Records:
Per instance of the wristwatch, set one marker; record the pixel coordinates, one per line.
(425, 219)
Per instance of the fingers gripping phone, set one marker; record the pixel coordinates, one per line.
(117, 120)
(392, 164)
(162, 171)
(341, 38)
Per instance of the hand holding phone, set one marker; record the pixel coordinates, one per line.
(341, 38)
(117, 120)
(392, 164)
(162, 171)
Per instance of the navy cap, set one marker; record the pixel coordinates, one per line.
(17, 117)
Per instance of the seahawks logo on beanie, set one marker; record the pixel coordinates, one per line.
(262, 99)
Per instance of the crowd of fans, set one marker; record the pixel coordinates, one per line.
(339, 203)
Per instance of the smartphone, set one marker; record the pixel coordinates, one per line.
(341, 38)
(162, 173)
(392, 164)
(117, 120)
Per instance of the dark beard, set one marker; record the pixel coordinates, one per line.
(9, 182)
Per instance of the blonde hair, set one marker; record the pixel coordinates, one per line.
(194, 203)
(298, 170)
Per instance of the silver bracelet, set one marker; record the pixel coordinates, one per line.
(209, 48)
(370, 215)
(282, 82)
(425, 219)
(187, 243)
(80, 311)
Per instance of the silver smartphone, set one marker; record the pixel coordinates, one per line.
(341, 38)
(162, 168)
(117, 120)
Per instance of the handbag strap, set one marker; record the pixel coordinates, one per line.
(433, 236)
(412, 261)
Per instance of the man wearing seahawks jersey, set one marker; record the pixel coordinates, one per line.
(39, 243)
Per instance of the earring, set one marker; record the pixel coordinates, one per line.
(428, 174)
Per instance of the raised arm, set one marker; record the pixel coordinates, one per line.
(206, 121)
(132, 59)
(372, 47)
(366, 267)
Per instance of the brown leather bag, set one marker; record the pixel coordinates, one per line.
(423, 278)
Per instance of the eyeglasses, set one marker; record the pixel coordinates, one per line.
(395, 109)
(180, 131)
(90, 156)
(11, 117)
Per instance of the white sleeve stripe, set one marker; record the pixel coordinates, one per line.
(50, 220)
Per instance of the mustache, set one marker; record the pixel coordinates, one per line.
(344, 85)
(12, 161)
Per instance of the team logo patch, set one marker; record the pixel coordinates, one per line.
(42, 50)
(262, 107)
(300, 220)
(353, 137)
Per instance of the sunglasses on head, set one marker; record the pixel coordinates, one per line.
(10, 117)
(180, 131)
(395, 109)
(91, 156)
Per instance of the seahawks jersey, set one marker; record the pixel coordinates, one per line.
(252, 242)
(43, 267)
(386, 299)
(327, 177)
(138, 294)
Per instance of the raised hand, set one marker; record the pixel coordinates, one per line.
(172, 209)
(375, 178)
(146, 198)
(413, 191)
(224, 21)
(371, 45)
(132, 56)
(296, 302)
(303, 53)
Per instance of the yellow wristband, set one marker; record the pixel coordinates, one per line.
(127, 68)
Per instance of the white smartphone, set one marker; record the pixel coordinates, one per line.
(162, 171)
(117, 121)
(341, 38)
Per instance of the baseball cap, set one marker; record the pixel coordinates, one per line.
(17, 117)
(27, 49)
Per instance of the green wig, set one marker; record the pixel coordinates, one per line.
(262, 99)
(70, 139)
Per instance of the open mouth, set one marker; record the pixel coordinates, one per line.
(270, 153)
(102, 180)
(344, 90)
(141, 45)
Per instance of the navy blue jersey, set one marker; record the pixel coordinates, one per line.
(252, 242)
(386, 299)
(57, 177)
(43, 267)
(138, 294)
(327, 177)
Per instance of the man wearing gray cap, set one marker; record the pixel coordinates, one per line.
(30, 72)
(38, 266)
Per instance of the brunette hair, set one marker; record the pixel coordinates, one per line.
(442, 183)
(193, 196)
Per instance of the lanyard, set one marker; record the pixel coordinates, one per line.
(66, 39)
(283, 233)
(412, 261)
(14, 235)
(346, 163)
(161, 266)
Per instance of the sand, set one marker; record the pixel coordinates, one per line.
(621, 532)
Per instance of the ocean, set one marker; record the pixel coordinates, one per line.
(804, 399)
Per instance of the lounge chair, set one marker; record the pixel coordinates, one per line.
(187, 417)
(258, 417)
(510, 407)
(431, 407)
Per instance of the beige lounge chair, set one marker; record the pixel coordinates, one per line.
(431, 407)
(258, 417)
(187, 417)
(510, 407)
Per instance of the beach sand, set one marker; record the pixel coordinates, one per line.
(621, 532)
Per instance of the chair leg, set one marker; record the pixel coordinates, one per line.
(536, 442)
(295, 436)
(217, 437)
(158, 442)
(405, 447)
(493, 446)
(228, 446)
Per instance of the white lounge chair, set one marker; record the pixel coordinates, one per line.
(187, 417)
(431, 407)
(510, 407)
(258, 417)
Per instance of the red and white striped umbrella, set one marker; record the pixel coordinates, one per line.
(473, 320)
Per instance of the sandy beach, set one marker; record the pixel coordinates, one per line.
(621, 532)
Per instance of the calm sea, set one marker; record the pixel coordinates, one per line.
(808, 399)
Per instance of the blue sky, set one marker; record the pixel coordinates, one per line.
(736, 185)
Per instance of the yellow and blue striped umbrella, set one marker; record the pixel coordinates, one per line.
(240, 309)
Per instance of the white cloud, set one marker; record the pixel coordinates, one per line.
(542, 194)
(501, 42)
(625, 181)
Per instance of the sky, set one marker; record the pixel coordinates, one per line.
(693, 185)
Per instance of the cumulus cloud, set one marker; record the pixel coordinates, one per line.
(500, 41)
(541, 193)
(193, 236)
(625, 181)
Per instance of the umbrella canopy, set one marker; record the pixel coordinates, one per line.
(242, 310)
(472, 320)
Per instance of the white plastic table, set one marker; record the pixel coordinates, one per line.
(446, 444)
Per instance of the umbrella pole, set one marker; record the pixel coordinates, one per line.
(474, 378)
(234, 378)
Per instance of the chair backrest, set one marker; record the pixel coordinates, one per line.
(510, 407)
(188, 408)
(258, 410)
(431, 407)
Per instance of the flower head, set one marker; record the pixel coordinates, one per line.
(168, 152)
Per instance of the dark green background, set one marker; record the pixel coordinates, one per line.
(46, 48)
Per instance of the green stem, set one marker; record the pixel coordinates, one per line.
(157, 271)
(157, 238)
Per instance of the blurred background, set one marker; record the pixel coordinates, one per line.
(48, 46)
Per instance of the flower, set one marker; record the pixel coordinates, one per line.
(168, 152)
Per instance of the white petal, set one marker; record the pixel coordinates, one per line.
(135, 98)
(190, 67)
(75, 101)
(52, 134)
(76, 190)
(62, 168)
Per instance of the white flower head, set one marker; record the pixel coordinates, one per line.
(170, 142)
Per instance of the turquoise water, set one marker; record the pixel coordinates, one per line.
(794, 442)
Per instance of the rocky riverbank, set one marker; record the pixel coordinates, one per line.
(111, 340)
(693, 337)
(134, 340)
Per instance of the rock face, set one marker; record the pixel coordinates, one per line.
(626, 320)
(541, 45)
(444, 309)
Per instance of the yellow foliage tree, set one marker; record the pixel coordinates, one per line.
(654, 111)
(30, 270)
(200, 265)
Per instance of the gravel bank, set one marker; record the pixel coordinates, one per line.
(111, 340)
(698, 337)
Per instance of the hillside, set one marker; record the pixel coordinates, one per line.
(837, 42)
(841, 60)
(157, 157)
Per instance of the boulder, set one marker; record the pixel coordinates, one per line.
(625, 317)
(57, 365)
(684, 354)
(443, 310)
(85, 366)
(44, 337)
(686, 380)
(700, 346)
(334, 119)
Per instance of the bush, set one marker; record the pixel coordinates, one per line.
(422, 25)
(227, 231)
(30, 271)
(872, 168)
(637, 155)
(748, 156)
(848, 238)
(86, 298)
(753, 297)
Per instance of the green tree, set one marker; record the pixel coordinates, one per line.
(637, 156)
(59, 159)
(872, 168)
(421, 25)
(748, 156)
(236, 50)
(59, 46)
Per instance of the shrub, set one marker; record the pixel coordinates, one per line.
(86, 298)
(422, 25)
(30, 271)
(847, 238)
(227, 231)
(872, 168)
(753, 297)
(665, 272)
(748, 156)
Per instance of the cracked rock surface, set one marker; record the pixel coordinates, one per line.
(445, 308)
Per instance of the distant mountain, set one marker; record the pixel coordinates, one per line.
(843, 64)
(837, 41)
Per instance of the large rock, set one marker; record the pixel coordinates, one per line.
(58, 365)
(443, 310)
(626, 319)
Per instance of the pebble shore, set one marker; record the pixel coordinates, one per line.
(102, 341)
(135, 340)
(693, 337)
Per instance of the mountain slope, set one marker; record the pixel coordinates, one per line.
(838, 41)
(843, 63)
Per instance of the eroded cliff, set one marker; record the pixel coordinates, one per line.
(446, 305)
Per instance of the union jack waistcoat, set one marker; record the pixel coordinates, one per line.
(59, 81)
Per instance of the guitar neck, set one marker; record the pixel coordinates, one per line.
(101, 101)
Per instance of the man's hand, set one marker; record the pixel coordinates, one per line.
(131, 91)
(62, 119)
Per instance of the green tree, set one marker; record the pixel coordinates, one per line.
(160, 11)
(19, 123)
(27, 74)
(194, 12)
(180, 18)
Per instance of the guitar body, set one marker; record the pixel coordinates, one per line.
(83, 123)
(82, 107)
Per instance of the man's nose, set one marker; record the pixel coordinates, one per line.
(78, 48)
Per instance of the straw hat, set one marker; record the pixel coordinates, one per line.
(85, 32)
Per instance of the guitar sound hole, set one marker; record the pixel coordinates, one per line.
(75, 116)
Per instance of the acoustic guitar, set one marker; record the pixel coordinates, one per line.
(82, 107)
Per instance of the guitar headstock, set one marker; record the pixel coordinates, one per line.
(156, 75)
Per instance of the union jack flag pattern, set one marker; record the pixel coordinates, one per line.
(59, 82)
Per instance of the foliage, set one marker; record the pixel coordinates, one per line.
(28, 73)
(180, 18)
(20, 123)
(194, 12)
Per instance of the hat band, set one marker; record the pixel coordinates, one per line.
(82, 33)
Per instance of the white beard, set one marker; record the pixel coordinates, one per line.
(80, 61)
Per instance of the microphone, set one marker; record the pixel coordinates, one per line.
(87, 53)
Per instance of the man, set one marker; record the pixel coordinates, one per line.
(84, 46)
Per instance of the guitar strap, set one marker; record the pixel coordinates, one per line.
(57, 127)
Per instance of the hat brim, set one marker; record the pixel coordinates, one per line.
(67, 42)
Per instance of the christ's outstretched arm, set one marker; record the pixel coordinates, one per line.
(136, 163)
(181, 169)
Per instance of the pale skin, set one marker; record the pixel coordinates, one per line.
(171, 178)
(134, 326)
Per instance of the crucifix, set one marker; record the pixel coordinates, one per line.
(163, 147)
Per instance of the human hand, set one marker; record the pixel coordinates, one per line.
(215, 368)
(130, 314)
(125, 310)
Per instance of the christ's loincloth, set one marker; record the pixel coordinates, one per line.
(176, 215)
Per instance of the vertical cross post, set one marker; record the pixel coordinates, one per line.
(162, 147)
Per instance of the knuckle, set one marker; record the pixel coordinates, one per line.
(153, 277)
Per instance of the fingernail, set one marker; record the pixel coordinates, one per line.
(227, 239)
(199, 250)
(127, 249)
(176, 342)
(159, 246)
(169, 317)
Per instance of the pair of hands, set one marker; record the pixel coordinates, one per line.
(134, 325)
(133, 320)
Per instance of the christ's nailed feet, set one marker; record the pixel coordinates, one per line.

Task description: Beginning with the line that contains "Per instance of the pair" and continuing through the final line above, convert those lines into a numbered list, leaving out any blank lines.

Output of the exercise:
1. Per instance of the pair of hands, set one marker; record the pixel coordinates, one per line.
2. (134, 325)
3. (133, 320)
4. Per instance of the christ's nailed feet, set one marker; record the pixel coordinates, one per line.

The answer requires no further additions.